(Stored data entries)
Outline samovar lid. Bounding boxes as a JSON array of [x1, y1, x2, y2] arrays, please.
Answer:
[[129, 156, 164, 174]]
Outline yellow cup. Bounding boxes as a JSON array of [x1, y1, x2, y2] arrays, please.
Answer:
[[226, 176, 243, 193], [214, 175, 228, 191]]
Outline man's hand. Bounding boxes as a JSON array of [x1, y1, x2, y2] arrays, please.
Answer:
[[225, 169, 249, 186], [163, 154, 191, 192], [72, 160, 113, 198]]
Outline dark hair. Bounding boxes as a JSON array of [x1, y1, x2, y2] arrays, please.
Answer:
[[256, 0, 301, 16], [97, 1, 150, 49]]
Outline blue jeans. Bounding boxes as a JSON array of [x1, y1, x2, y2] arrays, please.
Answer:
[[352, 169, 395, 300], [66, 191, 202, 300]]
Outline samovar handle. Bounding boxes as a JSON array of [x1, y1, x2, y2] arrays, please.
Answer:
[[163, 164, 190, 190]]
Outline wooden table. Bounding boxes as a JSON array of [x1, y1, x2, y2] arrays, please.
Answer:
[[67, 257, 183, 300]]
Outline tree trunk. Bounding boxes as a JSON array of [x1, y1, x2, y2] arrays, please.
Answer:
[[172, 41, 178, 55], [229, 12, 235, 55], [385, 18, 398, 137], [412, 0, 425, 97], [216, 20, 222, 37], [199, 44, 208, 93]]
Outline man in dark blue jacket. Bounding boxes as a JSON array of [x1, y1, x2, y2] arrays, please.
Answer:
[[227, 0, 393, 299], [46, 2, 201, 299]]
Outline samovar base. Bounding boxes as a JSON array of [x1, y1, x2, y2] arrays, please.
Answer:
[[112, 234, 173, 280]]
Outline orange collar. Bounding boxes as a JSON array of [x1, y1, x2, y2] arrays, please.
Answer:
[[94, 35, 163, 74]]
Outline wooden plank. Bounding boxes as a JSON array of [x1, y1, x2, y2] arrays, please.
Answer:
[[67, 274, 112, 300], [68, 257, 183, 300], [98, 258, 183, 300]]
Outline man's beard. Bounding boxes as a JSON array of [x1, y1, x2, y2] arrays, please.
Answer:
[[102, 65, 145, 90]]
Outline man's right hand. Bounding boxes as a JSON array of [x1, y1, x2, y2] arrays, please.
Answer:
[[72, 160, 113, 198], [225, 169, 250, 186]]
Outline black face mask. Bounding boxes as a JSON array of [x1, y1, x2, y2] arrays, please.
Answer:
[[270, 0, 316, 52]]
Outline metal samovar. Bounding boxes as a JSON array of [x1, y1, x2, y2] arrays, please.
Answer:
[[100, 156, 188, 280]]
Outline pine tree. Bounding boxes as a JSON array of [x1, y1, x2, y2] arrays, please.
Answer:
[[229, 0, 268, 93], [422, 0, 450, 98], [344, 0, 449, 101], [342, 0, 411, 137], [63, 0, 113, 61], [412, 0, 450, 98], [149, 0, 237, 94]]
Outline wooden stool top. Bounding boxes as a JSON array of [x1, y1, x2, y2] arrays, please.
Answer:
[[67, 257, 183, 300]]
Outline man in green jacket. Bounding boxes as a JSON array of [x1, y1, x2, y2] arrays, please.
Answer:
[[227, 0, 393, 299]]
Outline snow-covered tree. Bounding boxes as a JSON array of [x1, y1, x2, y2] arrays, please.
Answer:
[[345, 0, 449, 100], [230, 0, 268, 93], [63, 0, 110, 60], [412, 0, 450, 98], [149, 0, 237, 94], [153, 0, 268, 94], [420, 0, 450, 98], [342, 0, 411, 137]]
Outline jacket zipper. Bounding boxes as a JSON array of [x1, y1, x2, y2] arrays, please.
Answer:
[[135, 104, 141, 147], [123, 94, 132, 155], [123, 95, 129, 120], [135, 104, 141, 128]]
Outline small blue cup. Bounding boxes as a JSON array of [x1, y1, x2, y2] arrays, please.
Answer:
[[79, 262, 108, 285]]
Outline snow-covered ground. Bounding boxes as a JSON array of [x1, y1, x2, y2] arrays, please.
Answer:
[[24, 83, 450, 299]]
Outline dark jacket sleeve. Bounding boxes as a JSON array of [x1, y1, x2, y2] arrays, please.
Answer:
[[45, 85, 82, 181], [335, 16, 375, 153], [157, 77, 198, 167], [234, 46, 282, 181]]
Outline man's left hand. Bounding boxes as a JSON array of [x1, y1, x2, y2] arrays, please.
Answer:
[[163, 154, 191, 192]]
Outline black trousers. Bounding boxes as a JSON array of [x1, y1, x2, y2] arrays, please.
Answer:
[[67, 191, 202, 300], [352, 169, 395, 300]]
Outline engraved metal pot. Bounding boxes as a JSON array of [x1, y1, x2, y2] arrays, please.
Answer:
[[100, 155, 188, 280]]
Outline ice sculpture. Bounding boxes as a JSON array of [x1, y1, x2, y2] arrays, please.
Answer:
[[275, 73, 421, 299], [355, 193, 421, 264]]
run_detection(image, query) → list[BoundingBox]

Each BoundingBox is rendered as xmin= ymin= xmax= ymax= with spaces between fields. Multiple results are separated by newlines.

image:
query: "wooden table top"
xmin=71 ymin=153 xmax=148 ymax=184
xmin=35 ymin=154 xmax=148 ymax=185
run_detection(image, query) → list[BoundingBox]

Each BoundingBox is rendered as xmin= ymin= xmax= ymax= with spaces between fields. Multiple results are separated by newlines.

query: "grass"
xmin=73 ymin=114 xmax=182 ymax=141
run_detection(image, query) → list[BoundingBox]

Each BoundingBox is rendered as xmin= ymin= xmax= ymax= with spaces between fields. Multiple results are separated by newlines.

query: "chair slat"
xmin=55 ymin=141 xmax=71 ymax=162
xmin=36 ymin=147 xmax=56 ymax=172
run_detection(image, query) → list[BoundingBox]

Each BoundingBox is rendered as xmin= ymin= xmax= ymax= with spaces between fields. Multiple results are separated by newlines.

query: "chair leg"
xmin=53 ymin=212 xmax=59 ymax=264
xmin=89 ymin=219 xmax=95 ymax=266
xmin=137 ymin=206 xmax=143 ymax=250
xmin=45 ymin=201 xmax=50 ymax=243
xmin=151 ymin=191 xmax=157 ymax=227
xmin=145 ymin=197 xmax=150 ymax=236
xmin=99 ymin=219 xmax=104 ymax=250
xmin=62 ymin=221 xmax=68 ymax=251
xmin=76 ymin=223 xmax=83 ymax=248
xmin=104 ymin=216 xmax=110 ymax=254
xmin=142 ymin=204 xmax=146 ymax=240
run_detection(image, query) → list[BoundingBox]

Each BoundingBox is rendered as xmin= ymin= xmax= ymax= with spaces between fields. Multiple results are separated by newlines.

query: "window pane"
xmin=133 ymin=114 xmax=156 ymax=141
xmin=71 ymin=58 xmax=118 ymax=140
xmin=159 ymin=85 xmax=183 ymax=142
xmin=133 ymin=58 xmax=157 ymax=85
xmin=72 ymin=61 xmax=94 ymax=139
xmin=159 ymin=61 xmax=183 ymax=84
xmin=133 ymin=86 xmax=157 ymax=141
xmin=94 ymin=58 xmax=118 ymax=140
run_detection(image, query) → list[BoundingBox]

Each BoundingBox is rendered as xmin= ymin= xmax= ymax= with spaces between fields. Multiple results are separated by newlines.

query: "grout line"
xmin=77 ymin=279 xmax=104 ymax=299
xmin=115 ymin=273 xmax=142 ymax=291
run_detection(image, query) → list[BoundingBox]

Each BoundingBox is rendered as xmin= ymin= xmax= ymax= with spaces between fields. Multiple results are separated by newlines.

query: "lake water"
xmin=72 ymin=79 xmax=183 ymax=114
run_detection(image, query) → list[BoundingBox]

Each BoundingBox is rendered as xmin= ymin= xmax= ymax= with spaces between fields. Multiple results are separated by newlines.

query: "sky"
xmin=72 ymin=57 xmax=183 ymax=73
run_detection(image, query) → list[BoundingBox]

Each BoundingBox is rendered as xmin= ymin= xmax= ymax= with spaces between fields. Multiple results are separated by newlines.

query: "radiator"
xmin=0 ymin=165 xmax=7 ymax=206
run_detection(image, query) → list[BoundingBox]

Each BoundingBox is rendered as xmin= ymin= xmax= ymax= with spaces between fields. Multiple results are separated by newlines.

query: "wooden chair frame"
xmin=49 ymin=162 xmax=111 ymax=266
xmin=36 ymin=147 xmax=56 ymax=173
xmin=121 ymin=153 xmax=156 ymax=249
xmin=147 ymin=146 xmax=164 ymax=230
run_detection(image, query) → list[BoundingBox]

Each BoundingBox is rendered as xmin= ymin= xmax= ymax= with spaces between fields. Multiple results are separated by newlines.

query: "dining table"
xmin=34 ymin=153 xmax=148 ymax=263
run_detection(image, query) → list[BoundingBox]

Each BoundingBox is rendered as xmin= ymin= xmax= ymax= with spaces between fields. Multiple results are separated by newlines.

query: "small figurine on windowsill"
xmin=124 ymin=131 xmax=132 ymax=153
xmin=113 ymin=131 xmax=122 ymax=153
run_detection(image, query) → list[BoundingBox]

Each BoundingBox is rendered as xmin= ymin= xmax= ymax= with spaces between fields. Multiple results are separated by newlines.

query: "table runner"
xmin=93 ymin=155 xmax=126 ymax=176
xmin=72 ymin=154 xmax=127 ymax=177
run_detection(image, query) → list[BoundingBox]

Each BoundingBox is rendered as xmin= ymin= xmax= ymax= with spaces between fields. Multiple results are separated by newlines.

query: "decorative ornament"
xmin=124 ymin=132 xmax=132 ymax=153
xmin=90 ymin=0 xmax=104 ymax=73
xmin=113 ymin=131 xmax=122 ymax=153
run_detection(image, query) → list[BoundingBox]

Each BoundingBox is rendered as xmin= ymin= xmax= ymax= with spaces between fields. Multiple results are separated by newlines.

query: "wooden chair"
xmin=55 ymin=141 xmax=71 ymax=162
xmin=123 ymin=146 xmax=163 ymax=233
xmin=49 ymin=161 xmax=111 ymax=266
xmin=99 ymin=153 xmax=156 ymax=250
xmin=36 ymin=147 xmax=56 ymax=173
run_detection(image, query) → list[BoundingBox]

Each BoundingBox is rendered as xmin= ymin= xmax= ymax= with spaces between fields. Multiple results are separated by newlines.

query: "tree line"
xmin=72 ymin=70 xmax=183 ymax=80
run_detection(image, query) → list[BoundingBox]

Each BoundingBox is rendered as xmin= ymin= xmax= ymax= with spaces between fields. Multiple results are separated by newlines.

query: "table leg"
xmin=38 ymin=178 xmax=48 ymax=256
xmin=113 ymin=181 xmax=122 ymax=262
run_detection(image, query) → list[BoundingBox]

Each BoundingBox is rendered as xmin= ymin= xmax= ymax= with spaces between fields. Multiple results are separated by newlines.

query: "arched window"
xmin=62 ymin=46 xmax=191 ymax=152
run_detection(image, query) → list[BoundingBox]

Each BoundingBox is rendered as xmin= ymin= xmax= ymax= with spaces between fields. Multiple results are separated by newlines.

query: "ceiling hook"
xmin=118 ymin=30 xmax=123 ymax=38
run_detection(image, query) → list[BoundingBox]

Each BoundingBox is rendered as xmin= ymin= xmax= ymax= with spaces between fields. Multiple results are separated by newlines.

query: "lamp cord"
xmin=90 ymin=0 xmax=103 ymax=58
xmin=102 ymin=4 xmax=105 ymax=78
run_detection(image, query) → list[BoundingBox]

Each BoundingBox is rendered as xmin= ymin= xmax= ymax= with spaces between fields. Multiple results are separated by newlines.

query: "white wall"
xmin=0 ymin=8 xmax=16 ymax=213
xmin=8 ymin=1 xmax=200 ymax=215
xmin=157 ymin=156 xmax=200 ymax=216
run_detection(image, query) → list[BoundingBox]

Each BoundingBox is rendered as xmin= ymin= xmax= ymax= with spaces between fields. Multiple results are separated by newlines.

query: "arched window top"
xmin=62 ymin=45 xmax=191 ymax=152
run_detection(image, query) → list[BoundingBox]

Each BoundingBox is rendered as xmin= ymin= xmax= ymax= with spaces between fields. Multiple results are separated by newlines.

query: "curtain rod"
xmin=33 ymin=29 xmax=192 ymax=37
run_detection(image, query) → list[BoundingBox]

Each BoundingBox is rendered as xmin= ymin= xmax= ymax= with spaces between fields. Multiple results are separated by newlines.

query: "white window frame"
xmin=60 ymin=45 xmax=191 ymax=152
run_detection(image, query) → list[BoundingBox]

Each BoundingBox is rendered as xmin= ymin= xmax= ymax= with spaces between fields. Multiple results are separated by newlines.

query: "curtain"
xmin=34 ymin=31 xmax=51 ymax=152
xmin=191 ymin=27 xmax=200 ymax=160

Work to be completed: From the data above, count the lines where "dark" occurs and give that figure and nothing else.

Solution to this problem: 3